Source:
※

The Boogaard court at page 736 then concluded that the judge's inquiry amounted to impermissible coercion because it "unavoidably tended to suggest to minority jurors that they should ``give in' for the sake of that goal which the judge obviously deemed desirable namely, a verdict within a half hour."
In State ex rel. Charles v. Bellingham Municipal Court, 26 Wash. App. 144, 612 P.2d 427 (1980), the trial court had discharged the jury immediately upon the foreman's statement that it had been unable to arrive at a verdict. The record reflected no basis other than length of deliberation for the jury's discharge. We said at page 149:
Although the trial court was not required to expressly find "manifest necessity," it is clear that the record must adequately disclose some basis upon which the court determines that the jury necessarily must be discharged.
From the Boogaard and Bellingham cases, therefore, it appears that the trial court must tread a narrow and dangerous course between unnecessarily interfering with the jury's deliberative function and making sufficient inquiry regarding their progress to determine some basis upon *151 which the jury may be properly discharged. If the judge inquires too often and too directly, his actions may amount to coercion which will require a new trial. On the other hand, if he precipitously discharges the jury without disclosing an adequate basis for such discharge, a retrial will be denied on the basis of double jeopardy.[1] A judge must further walk between the provisions of RCW 4.44.330, which states that the court may discharge a jury "after they have been kept together until it satisfactorily appears that there is no probability of their agreeing", and the provisions of CrR 6.15(f)(2), which states,
After jury deliberations have begun, the court shall not instruct the jury in such a way as to suggest the need for agreement, the consequences of no agreement, or the length of time a jury will be required to deliberate.

※

Supplied material:
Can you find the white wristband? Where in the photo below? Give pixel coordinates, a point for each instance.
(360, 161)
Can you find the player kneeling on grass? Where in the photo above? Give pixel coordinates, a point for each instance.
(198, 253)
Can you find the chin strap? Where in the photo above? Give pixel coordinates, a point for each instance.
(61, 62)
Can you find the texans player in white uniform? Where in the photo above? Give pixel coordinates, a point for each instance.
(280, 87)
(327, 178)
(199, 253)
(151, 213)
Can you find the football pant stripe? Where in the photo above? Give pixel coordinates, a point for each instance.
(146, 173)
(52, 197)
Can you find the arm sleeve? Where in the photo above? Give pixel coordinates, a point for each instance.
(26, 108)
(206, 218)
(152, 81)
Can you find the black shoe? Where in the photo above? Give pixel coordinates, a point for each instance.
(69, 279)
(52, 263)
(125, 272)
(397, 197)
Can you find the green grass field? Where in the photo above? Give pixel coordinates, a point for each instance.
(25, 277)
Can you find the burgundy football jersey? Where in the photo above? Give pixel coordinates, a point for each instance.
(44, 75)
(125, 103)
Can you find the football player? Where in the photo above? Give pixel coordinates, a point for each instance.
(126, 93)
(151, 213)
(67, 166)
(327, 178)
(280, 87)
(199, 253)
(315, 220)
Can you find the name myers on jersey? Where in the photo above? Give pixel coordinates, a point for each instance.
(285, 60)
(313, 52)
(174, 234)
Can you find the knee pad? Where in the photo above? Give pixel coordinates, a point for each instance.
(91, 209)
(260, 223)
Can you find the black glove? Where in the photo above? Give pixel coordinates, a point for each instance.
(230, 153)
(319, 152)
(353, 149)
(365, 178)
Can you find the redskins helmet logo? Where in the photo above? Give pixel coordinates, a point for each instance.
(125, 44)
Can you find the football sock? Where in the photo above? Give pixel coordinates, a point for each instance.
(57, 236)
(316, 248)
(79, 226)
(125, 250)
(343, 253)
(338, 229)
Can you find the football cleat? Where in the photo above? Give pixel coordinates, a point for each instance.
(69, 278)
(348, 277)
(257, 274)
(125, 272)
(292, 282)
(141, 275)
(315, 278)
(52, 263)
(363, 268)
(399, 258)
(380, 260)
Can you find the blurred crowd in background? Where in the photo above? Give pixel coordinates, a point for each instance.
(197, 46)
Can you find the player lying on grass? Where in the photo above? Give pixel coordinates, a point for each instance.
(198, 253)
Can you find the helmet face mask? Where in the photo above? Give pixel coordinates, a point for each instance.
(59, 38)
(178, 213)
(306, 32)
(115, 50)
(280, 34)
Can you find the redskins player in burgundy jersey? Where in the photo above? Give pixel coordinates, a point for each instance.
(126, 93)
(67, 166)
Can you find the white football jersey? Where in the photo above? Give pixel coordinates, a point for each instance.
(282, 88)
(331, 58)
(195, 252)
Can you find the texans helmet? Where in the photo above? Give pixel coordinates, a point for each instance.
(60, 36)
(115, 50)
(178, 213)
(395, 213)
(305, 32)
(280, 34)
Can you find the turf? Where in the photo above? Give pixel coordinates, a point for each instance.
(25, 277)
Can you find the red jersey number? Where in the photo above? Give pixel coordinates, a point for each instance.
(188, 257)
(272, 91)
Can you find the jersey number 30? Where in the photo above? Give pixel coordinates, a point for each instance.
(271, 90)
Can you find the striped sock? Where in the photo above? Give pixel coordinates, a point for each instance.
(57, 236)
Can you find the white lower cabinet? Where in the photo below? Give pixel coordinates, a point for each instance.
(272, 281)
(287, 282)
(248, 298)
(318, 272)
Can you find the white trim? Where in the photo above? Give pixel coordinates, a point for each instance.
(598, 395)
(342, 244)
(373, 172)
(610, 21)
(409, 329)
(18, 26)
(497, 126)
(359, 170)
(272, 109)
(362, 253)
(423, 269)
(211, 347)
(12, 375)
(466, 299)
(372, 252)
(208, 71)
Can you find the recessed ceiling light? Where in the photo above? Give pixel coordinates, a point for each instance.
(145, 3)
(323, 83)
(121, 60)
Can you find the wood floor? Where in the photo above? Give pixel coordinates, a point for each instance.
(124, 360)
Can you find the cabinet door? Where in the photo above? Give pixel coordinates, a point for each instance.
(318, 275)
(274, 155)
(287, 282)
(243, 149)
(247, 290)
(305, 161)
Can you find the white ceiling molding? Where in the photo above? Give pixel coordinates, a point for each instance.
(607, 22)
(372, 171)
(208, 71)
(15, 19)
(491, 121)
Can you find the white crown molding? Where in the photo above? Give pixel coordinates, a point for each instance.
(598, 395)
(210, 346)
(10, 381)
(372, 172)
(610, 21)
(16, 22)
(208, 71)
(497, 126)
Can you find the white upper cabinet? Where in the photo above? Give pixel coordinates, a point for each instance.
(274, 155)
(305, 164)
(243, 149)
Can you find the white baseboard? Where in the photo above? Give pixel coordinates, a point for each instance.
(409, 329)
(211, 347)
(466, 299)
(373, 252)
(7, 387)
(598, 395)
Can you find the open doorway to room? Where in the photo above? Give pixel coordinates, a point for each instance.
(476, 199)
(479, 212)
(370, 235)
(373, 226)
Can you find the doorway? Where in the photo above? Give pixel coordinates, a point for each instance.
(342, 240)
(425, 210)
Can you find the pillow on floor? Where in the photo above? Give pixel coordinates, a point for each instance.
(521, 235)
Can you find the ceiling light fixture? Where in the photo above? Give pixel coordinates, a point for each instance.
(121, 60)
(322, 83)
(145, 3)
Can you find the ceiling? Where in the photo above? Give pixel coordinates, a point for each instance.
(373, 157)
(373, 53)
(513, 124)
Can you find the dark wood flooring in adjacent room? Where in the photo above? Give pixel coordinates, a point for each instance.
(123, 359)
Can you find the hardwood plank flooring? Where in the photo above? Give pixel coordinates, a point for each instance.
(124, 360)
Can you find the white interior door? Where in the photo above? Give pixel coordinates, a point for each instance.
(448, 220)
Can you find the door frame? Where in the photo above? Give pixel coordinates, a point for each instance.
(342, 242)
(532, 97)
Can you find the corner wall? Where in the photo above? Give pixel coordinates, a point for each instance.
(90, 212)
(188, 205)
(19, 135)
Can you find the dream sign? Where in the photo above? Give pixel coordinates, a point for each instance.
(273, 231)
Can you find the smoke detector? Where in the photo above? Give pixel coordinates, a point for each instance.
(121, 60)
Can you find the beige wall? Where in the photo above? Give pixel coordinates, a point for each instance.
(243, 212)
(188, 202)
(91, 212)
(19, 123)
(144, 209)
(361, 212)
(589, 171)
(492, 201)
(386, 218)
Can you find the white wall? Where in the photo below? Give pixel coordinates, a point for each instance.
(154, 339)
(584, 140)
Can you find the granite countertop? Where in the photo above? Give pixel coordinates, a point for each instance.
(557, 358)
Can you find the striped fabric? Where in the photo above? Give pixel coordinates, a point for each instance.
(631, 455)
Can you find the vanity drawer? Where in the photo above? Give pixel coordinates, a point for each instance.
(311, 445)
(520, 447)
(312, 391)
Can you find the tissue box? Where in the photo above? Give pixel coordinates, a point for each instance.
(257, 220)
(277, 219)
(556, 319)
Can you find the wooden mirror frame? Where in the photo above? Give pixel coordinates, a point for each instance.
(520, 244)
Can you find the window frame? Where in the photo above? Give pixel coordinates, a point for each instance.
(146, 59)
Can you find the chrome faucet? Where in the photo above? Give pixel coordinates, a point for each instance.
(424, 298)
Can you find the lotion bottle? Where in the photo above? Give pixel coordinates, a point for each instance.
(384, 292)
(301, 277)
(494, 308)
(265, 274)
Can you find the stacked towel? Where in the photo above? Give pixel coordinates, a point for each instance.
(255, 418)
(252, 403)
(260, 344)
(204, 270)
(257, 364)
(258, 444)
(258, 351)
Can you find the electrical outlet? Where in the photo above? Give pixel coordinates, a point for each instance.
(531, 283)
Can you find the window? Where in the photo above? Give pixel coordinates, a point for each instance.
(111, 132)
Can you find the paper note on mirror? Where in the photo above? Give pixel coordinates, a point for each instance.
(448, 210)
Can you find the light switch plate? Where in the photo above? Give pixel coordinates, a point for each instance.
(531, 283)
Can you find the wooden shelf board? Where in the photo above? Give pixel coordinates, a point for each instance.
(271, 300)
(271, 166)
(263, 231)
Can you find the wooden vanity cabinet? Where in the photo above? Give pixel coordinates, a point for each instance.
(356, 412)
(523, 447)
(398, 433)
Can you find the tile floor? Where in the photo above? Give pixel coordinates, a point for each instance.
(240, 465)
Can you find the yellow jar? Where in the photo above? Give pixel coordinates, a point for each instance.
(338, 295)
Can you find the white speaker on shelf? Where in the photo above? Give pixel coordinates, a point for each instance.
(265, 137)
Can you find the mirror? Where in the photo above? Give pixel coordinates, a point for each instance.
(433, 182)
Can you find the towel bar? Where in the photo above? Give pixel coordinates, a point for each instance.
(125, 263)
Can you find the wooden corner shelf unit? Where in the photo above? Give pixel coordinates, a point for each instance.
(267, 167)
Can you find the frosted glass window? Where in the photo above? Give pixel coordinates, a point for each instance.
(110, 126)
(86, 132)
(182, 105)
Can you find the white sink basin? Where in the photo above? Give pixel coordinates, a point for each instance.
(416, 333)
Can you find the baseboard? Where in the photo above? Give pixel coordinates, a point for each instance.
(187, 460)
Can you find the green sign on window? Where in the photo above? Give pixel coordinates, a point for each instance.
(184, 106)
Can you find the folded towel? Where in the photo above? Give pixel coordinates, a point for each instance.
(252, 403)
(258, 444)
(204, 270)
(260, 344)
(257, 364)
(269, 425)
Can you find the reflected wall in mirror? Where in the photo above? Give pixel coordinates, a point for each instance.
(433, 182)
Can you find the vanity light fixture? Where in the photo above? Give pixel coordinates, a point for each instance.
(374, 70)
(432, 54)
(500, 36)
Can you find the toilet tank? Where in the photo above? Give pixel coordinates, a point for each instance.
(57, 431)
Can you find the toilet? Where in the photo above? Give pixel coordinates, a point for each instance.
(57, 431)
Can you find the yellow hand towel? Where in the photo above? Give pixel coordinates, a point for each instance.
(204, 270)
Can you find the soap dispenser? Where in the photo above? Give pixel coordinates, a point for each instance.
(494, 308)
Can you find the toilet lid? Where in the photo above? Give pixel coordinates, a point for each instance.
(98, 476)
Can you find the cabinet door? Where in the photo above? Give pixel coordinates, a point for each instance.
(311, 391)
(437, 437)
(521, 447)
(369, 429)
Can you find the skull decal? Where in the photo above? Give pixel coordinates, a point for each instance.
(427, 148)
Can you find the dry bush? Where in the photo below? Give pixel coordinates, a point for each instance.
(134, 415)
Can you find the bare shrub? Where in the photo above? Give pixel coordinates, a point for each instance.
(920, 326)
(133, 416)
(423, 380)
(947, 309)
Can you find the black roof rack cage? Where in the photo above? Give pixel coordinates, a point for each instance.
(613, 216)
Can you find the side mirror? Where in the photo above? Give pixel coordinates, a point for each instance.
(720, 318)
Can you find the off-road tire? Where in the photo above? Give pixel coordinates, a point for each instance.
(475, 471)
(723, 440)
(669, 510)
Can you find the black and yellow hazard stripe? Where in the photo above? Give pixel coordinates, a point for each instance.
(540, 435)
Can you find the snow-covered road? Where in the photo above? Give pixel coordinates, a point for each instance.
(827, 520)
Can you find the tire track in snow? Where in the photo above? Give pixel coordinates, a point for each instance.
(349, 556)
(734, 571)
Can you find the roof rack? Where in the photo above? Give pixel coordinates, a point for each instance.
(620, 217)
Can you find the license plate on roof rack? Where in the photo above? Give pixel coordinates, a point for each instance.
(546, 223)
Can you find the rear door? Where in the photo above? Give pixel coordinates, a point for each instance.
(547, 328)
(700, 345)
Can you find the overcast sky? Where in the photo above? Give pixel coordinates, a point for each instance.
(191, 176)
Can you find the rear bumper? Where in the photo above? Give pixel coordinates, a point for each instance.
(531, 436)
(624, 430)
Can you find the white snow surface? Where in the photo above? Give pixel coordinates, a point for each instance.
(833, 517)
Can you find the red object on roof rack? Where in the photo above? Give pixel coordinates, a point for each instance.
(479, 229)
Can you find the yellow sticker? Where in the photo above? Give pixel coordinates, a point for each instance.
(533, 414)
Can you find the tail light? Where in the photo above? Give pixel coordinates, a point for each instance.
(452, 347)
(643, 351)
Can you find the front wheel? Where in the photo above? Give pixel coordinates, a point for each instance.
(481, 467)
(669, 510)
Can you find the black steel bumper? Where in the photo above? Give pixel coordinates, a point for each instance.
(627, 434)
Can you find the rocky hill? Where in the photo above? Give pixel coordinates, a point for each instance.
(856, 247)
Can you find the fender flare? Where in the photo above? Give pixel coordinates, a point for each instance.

※

Your tasks:
**A)** According to the court opinion, what happens if a judge discharges the jury precipitously without disclosing an adequate basis for the discharge?
**B)** Show every line of the records that contains the word "below".
The court opinion and the records are separate, unrelated material.

Results of the tasks:
**A)** A retrial will be denied on the basis of double jeopardy.

**B)**
Can you find the white wristband? Where in the photo below? Give pixel coordinates, a point for each instance.
Can you find the white lower cabinet? Where in the photo below? Give pixel coordinates, a point for each instance.
Can you find the white wall? Where in the photo below? Give pixel coordinates, a point for each instance.
Can you find the dry bush? Where in the photo below? Give pixel coordinates, a point for each instance.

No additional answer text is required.